§ **PAGE EXCERPT**

Kim Kardashian, Debra Messing, Mayim Bialik
AP

After an attack at a Los Angeles restaurant that is under investigation by the LAPD as a hate crime, Hollywood is speaking out against antisemitism.

Debra Messing, Mayim Bialik, Meghan McCain, Reese Witherspoon, Jennifer Garner and Kim Kardashian are among the celebrities who have taken to social media, urging for peace and calm amid the alarming escalation of deadly violence between Israelis and Palestinians in the Gaza Strip and West Bank. The mounting toll of more than 200 casualties threatens to inflame the entire Middle East.

The tensions across the world have been reverberating in the U.S. through the rise in brutal and public antisemitic attacks against Jews.

“I am so upset to see the recent surge in hate crimes against Jewish people in the U.S. While we ask for peace is Israel/Palestine, we need to stop hate here,” Witherspoon wrote on Instagram on Friday.

“There has been a sudden rise in people singling out and attacking Jewish people and pretending it’s in the name of activism,” Olivia Munn posted to her Instagram with the hashtag #stopantisemitism. “Hate has no place here. Get outta here with that shit.”

“I’m speechless and devastated by the antisemitic attacks in my home city as well as the vandalism very close to my home targeting Jewish businesses in the past 24 hours,” Bialik, “The Big Bang Theory” and “Call Me Cat” star, tweeted shortly after the L.A. restaurant incident.

§ **INFORMATION GIVEN**
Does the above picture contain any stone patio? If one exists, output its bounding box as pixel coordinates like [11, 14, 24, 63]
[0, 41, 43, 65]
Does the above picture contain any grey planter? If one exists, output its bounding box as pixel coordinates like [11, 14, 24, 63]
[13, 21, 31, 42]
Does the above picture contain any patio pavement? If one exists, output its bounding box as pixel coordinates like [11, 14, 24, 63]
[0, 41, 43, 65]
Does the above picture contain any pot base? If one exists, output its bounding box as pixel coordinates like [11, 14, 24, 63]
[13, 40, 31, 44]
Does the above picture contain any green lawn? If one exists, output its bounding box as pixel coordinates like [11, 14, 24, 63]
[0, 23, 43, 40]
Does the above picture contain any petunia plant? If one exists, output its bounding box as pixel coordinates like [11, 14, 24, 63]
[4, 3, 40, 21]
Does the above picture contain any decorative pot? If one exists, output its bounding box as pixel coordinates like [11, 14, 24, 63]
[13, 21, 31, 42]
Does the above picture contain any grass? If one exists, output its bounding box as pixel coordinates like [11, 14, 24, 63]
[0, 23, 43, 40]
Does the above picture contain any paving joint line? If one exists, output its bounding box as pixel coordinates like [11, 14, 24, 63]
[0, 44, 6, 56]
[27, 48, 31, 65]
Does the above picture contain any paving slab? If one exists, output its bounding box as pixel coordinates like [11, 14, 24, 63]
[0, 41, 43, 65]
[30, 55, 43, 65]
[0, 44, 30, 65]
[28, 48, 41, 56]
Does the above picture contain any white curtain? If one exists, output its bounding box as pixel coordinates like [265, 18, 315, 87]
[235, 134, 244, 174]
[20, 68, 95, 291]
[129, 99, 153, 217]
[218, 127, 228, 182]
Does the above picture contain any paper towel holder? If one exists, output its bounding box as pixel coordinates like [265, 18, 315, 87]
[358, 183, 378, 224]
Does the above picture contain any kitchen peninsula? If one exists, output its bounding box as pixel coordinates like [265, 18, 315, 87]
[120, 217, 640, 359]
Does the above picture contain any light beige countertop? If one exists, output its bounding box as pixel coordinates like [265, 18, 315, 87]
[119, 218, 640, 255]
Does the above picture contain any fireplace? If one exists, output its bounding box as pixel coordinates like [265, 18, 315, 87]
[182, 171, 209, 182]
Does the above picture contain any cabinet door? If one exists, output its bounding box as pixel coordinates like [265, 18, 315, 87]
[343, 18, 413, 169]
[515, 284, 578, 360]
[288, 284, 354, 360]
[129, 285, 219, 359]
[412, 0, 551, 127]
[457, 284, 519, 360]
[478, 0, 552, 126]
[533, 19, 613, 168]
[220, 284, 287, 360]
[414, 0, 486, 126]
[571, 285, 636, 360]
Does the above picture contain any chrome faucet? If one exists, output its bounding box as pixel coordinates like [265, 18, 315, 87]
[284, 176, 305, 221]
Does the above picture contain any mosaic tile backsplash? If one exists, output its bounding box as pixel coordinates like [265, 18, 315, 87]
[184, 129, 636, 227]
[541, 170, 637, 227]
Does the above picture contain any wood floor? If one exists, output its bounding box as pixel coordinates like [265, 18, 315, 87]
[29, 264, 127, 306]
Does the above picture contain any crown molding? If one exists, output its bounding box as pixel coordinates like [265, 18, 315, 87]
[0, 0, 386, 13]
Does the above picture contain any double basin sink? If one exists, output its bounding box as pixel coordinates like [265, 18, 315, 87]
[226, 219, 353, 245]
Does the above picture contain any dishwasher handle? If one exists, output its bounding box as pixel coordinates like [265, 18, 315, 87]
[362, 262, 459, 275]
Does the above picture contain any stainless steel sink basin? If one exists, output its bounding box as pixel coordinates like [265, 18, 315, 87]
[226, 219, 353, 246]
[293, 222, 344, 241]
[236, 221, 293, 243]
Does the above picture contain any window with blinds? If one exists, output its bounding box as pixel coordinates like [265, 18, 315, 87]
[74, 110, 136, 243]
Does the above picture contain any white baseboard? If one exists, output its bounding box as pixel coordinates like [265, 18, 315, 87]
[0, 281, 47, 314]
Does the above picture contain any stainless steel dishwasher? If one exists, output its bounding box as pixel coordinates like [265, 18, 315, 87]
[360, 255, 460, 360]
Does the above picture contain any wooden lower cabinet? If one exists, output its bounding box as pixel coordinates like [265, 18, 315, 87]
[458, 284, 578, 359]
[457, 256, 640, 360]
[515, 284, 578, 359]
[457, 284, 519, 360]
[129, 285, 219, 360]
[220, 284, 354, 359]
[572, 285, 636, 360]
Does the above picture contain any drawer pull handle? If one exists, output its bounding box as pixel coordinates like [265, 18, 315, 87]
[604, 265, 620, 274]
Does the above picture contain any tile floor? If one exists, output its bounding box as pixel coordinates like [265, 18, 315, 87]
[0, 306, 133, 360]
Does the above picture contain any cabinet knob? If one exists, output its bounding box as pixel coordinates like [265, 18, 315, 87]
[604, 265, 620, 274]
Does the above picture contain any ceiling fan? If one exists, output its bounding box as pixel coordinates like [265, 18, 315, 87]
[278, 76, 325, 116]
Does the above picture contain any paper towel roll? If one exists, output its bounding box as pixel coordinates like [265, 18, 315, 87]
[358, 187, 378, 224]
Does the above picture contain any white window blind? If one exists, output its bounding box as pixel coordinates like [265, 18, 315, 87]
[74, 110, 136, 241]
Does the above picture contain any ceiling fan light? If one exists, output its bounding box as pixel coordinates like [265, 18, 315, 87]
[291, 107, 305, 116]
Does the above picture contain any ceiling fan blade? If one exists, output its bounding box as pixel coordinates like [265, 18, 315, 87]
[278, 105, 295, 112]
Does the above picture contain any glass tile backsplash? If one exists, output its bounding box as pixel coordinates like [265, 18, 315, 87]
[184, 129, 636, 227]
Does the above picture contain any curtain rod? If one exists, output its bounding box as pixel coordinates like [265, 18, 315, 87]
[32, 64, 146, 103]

§ **PROBLEM 1**
In the excerpt about Hollywood and antisemitism, which law enforcement agency is investigating the Los Angeles restaurant attack as a hate crime?
§ **PROBLEM 2**
Reproduce the passage of the excerpt about Hollywood and antisemitism between "Kim Kardashian, Debra" and "attacks against Jews.", inclusive.

§ **FINISHED ANSWER 1**
The LAPD.

§ **FINISHED ANSWER 2**
Kim Kardashian, Debra Messing, Mayim Bialik
AP

After an attack at a Los Angeles restaurant that is under investigation by the LAPD as a hate crime, Hollywood is speaking out against antisemitism.

Debra Messing, Mayim Bialik, Meghan McCain, Reese Witherspoon, Jennifer Garner and Kim Kardashian are among the celebrities who have taken to social media, urging for peace and calm amid the alarming escalation of deadly violence between Israelis and Palestinians in the Gaza Strip and West Bank. The mounting toll of more than 200 casualties threatens to inflame the entire Middle East.

The tensions across the world have been reverberating in the U.S. through the rise in brutal and public antisemitic attacks against Jews.